**** Document section ****

We are further told that President Daniels and our trustees have been growing the endowment “to ensure that our mission is not as vulnerable to shifts in federal research support, clinical revenues and tuition.” That is awfully ironic since we are currently seeing losses in all those categories, and yet our endowment is untouchable. How, then, does it make us less vulnerable?
Here’s a thought experiment. Let’s accept that using cash reserves to buy time to thoughtfully deliberate on necessary budget cuts would have been a “dereliction” of responsibility. Let’s also accept that our endowment is sacrosanct and should never serve as a buffer in times of need.
In that case, why wouldn’t borrowing $160 million to relieve the immediate budgetary pressure be appropriate? The University regularly borrows money — issuing bonds, promissory notes or accessing revolving lines of credit.
Apparently that idea was never considered. We’ve learned about the eight “mitigation strategies” that were explored. None, however, raised the possibility of borrowing money — although interest rates are at historic lows and Standard & Poor’s has told us we have a “low debt burden.” All those private equity types on the Board of Trustees, and the idea never came up?
President Daniels is familiar with borrowing. In 2017, he received a loan of $1 million from the University for the purpose of “retention.” Why he needed this money — when his total compensation topped $2.7 million, not including hundreds of thousands of dollars in additional income from his external board service — remains unclear.

****

◆ **Using the information**
**a)** In the commentary on the University's budget, how much money did President Daniels receive as a loan from the University in 2017?
**b)** Repeat the commentary on the University's budget from "In that case, why" up to and including "never came up?".
None of the data is needed.

**** Entries provided ****

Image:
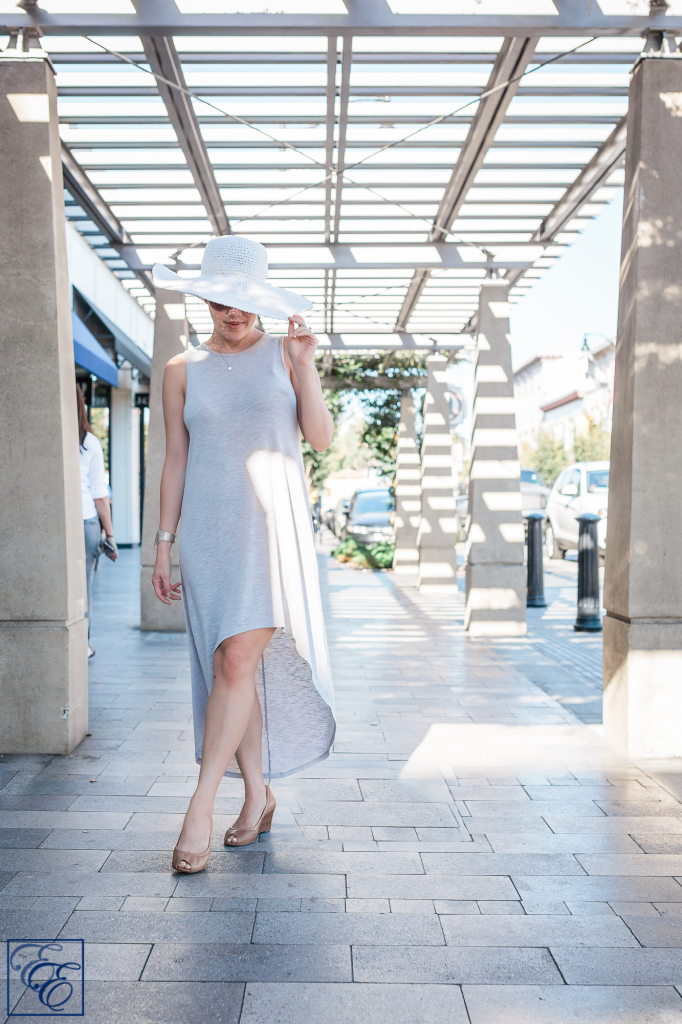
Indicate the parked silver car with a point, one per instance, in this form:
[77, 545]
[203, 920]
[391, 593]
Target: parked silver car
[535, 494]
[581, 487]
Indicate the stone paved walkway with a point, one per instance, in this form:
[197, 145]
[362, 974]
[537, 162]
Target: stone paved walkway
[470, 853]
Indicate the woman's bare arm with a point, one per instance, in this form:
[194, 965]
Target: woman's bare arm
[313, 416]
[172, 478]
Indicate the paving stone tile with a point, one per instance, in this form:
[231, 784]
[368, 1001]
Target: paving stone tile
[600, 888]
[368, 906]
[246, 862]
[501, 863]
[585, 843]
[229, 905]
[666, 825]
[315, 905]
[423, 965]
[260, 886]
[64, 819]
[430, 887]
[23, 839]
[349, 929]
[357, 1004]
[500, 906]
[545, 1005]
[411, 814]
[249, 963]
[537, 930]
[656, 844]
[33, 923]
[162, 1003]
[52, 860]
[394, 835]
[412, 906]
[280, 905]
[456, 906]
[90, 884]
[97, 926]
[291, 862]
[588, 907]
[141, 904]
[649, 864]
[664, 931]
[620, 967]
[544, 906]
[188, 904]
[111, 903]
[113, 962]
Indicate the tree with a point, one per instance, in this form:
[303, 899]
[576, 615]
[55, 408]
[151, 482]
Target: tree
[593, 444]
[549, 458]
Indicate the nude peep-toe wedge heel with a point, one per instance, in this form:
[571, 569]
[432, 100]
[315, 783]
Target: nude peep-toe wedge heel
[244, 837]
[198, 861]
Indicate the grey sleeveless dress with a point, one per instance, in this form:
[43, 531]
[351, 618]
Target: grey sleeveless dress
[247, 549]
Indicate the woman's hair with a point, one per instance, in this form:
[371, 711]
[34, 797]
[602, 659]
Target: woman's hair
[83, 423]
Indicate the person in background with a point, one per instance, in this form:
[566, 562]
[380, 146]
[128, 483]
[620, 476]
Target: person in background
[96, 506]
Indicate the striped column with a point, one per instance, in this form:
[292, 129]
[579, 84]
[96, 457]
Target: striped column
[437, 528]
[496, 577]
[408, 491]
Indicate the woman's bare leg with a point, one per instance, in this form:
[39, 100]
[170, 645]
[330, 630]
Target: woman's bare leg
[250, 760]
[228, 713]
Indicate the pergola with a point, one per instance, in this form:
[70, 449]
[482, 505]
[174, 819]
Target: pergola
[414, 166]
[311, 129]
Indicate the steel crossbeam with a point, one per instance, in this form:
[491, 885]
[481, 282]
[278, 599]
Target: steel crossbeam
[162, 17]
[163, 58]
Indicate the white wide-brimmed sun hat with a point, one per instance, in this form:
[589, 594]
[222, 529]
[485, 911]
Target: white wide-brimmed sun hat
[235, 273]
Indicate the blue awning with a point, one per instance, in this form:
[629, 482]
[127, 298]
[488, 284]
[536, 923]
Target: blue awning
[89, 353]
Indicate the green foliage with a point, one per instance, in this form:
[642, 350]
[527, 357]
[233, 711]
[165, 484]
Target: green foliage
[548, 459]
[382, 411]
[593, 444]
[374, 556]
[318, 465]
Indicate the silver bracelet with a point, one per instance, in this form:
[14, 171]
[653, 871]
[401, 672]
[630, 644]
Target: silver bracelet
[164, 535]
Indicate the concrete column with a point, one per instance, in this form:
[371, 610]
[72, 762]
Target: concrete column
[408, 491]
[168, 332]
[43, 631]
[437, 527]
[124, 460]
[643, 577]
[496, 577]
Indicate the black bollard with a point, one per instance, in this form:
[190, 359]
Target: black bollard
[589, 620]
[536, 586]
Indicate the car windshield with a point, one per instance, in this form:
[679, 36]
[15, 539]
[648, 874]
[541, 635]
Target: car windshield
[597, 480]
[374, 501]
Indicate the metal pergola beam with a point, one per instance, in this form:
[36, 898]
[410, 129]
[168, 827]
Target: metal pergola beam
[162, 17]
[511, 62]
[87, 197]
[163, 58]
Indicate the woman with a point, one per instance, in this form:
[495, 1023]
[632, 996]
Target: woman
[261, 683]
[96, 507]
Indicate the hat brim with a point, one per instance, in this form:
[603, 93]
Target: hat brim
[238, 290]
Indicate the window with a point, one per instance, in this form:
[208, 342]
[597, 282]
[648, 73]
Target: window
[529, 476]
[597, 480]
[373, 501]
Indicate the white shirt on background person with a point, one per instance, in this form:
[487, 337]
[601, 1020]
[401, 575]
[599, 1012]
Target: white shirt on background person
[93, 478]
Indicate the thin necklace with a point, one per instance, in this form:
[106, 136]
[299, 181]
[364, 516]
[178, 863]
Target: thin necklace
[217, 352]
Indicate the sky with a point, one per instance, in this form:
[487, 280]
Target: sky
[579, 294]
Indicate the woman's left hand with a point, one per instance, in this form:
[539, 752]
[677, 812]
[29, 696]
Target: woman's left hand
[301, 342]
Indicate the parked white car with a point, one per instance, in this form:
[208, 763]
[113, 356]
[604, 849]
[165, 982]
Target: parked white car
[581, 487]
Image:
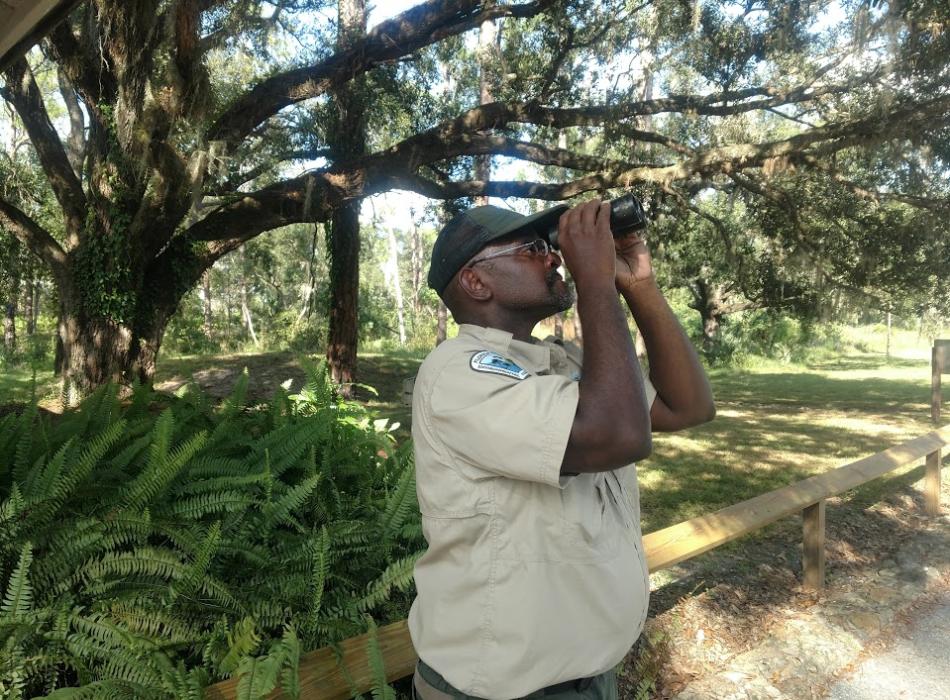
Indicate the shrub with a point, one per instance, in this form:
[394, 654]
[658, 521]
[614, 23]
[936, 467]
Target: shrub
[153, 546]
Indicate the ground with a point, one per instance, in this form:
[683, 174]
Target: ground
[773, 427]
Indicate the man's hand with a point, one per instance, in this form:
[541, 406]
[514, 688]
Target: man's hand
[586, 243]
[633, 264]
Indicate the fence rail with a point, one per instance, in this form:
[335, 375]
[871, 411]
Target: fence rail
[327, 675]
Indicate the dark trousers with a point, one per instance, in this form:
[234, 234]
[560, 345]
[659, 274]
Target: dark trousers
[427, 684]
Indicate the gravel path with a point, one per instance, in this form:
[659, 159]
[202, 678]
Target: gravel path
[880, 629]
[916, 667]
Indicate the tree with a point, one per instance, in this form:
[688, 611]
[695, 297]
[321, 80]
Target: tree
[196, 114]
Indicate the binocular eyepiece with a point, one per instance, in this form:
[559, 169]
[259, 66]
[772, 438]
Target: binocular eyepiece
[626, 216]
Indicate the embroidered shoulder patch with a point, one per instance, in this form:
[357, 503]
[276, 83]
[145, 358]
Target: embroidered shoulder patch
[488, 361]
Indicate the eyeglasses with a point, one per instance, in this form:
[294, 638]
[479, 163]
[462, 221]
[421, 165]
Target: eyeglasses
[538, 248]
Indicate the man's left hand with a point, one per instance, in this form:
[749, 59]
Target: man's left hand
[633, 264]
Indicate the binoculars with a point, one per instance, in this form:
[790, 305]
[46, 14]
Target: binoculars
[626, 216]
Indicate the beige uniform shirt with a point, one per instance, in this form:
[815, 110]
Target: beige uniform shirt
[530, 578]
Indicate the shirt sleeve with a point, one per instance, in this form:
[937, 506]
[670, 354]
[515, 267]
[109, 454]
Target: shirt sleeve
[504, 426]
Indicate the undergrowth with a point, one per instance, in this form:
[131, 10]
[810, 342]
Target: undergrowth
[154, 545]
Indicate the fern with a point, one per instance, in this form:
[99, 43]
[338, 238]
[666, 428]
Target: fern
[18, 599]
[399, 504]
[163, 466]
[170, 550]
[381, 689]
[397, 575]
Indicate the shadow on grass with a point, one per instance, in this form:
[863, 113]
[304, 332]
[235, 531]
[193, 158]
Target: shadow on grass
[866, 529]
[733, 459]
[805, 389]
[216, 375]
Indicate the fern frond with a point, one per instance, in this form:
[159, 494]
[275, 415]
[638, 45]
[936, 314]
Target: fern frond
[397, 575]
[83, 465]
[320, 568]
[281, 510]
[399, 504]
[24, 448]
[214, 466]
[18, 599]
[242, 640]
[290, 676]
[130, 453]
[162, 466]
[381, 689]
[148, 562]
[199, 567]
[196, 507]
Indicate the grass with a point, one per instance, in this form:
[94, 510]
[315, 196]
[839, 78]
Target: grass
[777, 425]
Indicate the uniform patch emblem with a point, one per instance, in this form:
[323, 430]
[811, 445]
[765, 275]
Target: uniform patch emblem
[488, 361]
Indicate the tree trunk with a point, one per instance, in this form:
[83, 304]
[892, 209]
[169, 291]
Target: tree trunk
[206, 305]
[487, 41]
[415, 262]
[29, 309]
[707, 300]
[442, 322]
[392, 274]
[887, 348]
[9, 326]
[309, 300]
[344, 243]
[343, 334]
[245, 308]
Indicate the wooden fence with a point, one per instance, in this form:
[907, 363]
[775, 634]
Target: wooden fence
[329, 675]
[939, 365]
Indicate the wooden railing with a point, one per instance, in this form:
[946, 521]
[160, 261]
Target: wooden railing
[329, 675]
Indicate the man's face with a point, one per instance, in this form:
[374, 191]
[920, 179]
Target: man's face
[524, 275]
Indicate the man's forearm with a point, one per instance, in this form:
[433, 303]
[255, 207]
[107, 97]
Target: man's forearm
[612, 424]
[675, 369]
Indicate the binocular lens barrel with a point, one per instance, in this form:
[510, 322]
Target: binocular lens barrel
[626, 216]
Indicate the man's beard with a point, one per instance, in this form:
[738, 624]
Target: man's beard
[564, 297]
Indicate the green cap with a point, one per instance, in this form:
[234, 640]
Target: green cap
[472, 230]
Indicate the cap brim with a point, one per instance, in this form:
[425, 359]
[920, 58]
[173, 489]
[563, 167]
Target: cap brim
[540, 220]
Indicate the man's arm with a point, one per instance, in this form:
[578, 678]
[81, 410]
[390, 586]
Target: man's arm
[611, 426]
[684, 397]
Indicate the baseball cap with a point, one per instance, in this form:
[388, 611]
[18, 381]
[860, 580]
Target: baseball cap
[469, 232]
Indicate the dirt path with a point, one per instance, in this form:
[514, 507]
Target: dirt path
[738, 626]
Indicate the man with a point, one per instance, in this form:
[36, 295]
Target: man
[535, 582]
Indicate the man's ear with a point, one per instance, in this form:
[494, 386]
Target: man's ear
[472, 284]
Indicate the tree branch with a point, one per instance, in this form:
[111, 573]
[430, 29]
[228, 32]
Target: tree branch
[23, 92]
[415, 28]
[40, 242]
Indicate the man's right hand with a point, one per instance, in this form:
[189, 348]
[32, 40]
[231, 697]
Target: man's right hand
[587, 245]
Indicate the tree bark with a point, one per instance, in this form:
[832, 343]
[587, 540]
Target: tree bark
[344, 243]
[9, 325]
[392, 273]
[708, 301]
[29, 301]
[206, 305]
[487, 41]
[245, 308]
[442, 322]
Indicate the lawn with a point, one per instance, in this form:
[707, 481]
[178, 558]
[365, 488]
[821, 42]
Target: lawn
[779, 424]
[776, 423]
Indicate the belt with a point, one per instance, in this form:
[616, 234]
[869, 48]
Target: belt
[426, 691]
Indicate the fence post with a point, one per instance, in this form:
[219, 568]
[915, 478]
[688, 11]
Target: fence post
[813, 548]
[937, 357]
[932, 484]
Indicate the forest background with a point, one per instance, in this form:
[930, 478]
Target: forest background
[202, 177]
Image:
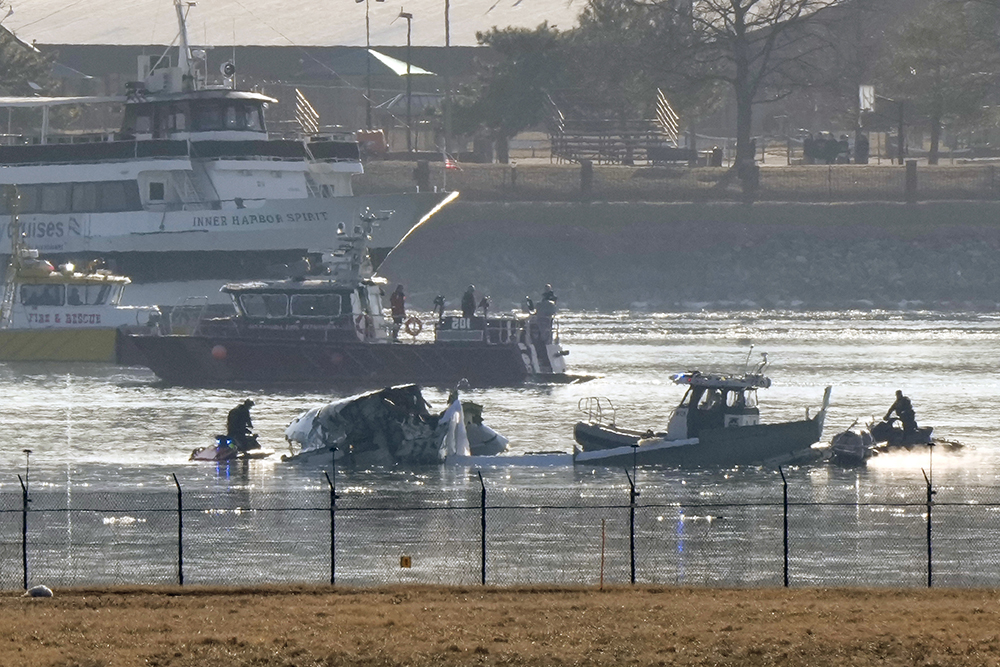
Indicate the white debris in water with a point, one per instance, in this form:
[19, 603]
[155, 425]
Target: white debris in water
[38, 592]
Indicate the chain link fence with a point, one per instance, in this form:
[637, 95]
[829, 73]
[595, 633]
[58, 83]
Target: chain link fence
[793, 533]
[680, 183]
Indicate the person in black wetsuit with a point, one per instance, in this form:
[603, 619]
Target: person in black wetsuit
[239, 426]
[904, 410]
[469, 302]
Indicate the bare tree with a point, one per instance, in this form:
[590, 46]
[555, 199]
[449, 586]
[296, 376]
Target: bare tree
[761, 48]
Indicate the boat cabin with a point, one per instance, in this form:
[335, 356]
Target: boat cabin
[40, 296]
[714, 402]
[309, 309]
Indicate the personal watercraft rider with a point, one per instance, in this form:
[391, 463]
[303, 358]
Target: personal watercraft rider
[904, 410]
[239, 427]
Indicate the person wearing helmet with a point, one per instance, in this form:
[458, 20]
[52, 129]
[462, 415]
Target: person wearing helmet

****

◆ **Solutions to the problems**
**a)** $1 million

**b)**
In that case, why wouldn’t borrowing $160 million to relieve the immediate budgetary pressure be appropriate? The University regularly borrows money — issuing bonds, promissory notes or accessing revolving lines of credit.
Apparently that idea was never considered. We’ve learned about the eight “mitigation strategies” that were explored. None, however, raised the possibility of borrowing money — although interest rates are at historic lows and Standard & Poor’s has told us we have a “low debt burden.” All those private equity types on the Board of Trustees, and the idea never came up?